| EXERCISE DETAILS |
The material below contains a line with "ceiling fan in" and a line with "the dark gray". Copy exactly those two lines and all lines between them.
* * * * * * *
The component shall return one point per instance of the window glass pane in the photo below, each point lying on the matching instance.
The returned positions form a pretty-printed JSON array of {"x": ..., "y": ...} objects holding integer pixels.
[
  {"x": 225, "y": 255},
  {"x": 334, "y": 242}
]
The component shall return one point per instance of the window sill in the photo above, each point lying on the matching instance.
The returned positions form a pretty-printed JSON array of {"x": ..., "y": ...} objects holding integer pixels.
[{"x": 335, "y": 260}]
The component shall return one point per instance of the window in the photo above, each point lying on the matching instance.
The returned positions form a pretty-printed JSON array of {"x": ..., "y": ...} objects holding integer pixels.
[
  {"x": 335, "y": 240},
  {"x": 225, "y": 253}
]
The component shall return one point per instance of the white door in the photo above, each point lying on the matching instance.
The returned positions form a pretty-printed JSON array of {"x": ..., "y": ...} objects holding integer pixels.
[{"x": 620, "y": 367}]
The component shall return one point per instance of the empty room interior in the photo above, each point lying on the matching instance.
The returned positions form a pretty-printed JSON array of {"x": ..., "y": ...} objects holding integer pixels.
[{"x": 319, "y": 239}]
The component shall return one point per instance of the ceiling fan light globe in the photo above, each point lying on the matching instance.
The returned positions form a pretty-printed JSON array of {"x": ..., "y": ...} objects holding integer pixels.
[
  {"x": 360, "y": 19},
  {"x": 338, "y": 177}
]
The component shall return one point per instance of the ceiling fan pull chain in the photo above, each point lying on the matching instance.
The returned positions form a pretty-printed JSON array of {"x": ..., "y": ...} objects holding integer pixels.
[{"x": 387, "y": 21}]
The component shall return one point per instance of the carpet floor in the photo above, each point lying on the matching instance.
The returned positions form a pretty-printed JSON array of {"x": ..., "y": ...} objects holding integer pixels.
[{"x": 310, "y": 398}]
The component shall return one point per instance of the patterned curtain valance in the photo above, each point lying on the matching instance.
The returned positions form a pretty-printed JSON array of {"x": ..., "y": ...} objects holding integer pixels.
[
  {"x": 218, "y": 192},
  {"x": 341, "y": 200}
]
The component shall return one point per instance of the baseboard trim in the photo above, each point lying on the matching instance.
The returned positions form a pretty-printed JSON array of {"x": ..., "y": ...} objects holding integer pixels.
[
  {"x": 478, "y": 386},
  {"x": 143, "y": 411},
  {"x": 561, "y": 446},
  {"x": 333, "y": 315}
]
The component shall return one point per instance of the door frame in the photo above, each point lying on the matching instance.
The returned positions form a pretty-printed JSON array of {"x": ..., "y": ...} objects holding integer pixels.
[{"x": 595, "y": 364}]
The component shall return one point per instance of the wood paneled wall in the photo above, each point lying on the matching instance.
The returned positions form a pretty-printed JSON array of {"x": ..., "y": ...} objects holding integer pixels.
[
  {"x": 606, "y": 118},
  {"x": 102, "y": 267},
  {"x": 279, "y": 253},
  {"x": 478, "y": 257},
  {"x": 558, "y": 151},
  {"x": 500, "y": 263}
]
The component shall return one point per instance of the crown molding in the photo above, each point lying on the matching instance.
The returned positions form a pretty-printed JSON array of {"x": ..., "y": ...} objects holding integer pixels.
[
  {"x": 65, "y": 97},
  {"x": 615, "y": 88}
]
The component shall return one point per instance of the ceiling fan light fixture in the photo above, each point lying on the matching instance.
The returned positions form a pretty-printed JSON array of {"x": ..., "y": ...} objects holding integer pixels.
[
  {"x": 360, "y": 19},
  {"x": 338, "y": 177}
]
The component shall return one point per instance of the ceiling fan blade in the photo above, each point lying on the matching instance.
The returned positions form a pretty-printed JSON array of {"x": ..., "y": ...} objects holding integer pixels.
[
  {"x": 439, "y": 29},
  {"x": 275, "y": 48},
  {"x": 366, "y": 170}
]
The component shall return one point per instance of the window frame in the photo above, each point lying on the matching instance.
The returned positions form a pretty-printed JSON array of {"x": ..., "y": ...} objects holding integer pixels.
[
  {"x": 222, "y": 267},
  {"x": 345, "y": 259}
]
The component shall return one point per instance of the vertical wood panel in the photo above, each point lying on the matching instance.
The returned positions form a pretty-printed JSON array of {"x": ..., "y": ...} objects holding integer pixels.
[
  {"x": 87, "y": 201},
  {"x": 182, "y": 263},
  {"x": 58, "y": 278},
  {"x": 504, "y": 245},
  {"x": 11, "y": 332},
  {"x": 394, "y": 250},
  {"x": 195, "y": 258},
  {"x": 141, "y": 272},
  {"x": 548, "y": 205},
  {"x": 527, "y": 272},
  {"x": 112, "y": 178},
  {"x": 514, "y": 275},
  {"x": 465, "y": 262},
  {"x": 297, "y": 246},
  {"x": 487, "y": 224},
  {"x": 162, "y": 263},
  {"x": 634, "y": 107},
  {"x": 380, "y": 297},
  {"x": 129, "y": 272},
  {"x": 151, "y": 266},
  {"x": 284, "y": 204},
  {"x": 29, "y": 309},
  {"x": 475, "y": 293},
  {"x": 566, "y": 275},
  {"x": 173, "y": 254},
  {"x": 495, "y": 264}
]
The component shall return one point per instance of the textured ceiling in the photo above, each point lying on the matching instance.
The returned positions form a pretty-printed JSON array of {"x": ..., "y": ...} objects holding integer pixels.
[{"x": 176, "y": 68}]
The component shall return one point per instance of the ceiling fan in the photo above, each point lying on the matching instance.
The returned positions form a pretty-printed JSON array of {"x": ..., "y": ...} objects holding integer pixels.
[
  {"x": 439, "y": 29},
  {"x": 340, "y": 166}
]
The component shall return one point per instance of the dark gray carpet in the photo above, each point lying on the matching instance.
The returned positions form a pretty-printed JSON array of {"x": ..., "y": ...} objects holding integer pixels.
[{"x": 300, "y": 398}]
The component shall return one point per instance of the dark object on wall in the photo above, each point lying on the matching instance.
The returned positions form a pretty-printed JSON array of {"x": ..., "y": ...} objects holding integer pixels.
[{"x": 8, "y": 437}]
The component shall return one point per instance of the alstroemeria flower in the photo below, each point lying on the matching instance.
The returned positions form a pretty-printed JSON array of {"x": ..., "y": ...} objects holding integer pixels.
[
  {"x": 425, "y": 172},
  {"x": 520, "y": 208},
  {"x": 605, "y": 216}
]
* * * * * * *
| ANSWER TO THIS TASK |
The component shall return one point per instance of the ceiling fan in the photo above, each point lying on the matching instance.
The returned positions form a pretty-printed JSON array of {"x": ..., "y": ...} objects holding integer pixels.
[
  {"x": 439, "y": 29},
  {"x": 340, "y": 166}
]
The component shall return one point per instance of the dark gray carpet in the photo above, each point lying on the matching instance.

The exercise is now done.